> **What to work on**:
Turn the stretch of the records from the line containing "Please place a point on the parked" through the end into a Markdown table with the columns Row and Line, one line per row and blank lines left out.

>> Start Record set

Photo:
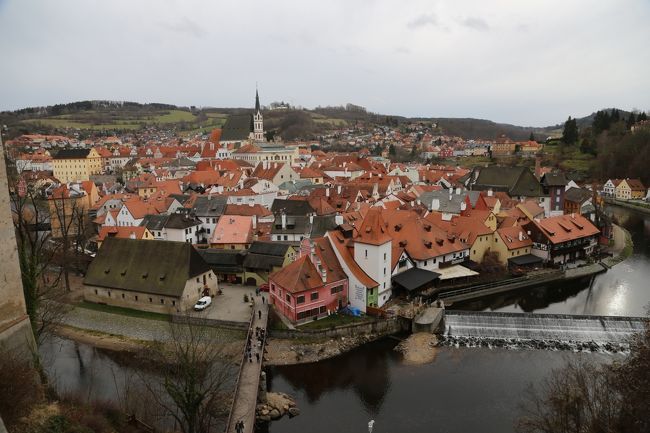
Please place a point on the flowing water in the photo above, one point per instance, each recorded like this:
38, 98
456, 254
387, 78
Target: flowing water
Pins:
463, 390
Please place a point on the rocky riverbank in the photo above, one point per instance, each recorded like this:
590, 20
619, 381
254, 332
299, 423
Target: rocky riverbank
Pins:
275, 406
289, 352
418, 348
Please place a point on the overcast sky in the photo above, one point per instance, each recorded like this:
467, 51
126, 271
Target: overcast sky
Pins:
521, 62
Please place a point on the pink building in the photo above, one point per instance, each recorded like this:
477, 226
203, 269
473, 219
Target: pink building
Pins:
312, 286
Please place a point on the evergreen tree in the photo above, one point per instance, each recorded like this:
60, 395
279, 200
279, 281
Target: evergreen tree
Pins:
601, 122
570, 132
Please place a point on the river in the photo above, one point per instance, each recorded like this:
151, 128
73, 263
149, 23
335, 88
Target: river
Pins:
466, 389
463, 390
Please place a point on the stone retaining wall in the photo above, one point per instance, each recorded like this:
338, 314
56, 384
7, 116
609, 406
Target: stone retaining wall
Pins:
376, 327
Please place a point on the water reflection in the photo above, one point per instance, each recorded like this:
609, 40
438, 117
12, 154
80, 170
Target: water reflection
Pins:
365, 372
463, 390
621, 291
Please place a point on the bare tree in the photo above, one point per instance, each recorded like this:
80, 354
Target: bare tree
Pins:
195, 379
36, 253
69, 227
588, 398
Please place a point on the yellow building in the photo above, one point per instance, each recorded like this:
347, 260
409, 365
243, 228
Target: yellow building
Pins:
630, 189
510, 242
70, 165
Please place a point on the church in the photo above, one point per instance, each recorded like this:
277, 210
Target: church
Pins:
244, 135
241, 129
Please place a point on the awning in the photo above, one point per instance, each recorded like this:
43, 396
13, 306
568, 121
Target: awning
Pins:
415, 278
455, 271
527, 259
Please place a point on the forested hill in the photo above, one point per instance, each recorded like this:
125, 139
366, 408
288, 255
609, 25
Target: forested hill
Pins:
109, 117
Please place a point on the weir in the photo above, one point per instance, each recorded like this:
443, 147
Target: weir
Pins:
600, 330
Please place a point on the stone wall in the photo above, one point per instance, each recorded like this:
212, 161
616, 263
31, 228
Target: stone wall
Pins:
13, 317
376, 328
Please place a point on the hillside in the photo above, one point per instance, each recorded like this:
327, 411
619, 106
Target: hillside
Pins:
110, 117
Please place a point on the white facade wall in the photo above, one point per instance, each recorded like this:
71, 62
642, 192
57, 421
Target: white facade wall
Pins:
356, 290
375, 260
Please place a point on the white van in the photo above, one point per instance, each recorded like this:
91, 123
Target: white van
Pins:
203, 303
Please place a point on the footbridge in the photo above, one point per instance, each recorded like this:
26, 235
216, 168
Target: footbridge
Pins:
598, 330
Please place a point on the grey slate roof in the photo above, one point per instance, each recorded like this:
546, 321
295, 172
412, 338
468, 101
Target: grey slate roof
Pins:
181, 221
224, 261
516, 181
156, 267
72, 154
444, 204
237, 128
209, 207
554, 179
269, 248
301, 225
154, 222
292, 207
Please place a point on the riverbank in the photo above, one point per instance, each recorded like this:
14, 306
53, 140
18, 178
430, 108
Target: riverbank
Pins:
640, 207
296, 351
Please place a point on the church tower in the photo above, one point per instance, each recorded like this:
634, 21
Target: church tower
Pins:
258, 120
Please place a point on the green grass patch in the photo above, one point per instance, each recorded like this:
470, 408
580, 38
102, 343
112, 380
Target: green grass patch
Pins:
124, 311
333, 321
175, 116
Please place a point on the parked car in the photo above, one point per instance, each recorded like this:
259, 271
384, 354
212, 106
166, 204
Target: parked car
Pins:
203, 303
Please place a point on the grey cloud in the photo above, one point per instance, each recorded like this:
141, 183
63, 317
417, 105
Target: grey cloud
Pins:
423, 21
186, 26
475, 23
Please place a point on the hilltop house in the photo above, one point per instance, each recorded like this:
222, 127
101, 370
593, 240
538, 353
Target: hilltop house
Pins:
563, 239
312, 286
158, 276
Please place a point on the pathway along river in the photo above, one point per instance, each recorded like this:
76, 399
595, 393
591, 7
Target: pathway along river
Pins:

>> End Record set

> **Response to the task**:
| Row | Line |
|---|---|
| 1 | Please place a point on the parked car in the photo above, one point per instance, each recorded like this: |
| 2 | 259, 271 |
| 3 | 384, 354 |
| 4 | 212, 106 |
| 5 | 166, 204 |
| 6 | Target: parked car |
| 7 | Pins: |
| 8 | 203, 303 |
| 9 | Please place a point on the grey cloud in the photo above, one point per instance, each recorded like this: |
| 10 | 141, 183 |
| 11 | 63, 317 |
| 12 | 417, 105 |
| 13 | Target: grey cloud |
| 14 | Pins: |
| 15 | 423, 21 |
| 16 | 186, 26 |
| 17 | 475, 23 |
| 18 | Please place a point on the hilltop house in the photo above, one point per instance, each recorded like this: |
| 19 | 222, 127 |
| 20 | 101, 370 |
| 21 | 593, 240 |
| 22 | 538, 353 |
| 23 | Target: hilltop house |
| 24 | Pins: |
| 25 | 563, 239 |
| 26 | 312, 286 |
| 27 | 158, 276 |
| 28 | Please place a point on the pathway along river in the photo above, one point per instance, each recorded like this: |
| 29 | 76, 399 |
| 30 | 595, 393 |
| 31 | 591, 7 |
| 32 | Target: pathway along river |
| 33 | Pins: |